EXTRACT:

START

Posted by Rociel Buico <bu...@yahoo.com>.
hello magnus,
 
can i ask your sample script?
 
--buics
 
Hi Peter

If the original document is available. You could extract keywords from 
the document
at query time. That is when someone asks for documents similar to 
document a. You
re-analyze document a and in combination with statistics from the Lucene 
index you extract
keywords from document a that can then be used as a query for findining 
similar documents.

I've got some sample code if anyone is interested.

/magnus


Peter Becker wrote:

> Hi Terry,
>
> we have been thinking about the same problem and in the end we decided 
> that most likely the only good solution to this is to keep a 
> non-inverted index, i.e. a map from the documents to the terms. Then 
> you can query the most terms for the documents and query other 
> documents matching parts of this (where you get the usual question of 
> what is actually interesting: high frequency, low frequency or the mid 
> range).

END

AIM 1:
Answer the following questions using the thread on finding similar documents.
(a) What does Rociel Buico ask Magnus for?
(b) According to Magnus, what is used together with re-analyzing document a to extract its keywords?
(c) What solution did Peter Becker and his colleagues decide on?
AIM 2: Proceed with the thread on finding similar documents, starting immediately after its final sentence.

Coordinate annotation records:
START

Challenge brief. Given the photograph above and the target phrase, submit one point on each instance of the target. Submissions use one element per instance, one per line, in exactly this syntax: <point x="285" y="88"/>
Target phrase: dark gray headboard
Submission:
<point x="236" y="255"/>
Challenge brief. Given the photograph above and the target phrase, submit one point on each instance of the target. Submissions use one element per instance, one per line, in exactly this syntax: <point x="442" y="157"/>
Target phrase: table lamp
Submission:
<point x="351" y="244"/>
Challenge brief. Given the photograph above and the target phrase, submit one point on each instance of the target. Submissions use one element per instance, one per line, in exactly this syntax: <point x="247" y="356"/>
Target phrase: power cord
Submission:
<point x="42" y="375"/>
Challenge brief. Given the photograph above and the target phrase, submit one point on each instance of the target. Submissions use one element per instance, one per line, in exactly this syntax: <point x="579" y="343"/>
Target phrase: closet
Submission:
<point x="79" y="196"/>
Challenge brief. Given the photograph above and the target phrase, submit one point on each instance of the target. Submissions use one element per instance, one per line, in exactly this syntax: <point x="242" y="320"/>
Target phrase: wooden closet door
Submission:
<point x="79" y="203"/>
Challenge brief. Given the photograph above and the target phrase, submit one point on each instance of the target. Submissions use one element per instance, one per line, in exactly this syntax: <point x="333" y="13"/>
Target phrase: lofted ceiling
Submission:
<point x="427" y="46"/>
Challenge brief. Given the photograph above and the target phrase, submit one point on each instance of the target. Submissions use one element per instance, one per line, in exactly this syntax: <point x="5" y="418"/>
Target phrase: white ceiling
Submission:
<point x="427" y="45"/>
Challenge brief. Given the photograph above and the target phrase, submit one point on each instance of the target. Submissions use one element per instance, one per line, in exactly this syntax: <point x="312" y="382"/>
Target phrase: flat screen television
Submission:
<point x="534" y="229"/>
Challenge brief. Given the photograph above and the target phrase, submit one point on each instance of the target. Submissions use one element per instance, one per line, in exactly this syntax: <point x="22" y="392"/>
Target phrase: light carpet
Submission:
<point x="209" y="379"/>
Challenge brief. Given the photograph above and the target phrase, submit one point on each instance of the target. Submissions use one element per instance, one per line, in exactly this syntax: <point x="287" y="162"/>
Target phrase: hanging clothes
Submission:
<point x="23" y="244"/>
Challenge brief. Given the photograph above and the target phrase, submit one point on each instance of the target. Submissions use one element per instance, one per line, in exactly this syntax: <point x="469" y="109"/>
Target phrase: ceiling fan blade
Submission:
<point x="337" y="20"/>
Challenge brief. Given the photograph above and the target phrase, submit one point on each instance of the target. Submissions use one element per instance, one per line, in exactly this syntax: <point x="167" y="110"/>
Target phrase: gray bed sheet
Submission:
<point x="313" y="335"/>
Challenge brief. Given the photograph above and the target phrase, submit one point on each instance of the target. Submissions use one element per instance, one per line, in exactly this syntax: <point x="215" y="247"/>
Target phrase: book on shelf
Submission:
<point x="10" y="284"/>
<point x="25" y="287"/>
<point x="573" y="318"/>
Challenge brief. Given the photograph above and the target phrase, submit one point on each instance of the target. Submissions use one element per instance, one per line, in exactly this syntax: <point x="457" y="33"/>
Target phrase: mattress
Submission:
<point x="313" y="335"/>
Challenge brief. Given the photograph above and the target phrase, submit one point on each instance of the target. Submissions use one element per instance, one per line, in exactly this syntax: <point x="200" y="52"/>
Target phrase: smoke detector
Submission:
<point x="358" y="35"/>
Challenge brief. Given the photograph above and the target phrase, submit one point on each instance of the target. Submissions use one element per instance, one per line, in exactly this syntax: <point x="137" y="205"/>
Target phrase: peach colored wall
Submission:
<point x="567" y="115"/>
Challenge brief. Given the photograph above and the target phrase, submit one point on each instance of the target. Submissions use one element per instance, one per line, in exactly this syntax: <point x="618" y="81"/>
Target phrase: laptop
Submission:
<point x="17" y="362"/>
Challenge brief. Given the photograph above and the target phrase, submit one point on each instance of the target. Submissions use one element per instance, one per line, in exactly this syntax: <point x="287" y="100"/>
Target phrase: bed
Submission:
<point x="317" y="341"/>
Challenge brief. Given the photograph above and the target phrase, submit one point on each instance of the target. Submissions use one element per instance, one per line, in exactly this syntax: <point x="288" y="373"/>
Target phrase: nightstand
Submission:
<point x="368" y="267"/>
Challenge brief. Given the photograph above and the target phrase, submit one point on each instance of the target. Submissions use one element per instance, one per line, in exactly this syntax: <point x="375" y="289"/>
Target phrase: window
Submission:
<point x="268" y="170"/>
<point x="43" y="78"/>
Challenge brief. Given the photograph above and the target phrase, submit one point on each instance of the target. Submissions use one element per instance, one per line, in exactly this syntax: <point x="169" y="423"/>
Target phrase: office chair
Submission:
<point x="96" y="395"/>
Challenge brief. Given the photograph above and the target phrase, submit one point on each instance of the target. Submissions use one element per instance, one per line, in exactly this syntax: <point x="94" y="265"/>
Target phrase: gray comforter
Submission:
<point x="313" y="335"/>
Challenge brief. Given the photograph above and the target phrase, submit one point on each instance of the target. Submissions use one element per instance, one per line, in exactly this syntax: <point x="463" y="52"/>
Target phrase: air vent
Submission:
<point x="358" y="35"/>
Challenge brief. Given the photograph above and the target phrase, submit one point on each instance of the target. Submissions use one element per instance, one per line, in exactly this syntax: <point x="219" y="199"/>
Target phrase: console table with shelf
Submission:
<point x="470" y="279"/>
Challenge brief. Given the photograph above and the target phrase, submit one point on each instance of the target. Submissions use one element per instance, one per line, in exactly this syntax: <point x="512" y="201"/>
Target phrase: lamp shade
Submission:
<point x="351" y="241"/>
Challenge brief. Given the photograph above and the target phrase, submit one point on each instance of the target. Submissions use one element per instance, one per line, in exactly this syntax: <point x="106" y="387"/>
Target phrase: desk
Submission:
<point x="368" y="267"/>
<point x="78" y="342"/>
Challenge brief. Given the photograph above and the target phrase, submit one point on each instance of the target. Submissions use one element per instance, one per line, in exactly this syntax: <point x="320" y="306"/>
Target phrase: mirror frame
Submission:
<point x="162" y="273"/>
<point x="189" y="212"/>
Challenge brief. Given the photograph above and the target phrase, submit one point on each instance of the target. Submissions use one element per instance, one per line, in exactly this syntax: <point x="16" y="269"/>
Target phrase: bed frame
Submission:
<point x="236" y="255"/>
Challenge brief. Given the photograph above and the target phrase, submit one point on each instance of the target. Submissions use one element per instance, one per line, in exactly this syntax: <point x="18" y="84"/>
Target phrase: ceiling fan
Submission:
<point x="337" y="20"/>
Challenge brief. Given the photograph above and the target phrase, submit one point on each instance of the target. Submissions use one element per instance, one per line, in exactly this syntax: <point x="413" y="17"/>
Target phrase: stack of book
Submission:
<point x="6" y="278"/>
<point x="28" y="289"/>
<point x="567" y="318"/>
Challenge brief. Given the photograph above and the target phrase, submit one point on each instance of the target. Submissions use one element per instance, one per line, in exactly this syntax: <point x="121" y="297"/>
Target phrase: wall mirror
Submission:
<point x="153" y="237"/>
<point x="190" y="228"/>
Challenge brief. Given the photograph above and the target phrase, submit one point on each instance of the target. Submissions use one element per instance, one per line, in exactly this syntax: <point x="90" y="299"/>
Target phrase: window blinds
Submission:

END

EXERCISE RESULT 1:
(a) A sample script.
(b) Statistics from the Lucene index.
(c) Keeping a non-inverted index, that is, a map from the documents to the terms.

EXERCISE RESULT 2:
>
> Indexing would probably be quite expensive since Lucene doesn't seem 
> to support changes in the index, and the index for the terms would 
> change all the time. We haven't implemented it yet, but it shouldn't 
> be hard to code. I just wouldn't expect good performance when indexing 
> large collections.
>
> Peter
>
>
> Terry Steichen wrote:
>
>> Is it possible without extensive additional coding to use Lucene to 
>> conduct a search based on a document rather than a query? (One use 
>> of this would be to refine a search by selecting one of the hits 
>> returned from the initial query and subsequently retrieving other 
>> documents "like" the selected one.)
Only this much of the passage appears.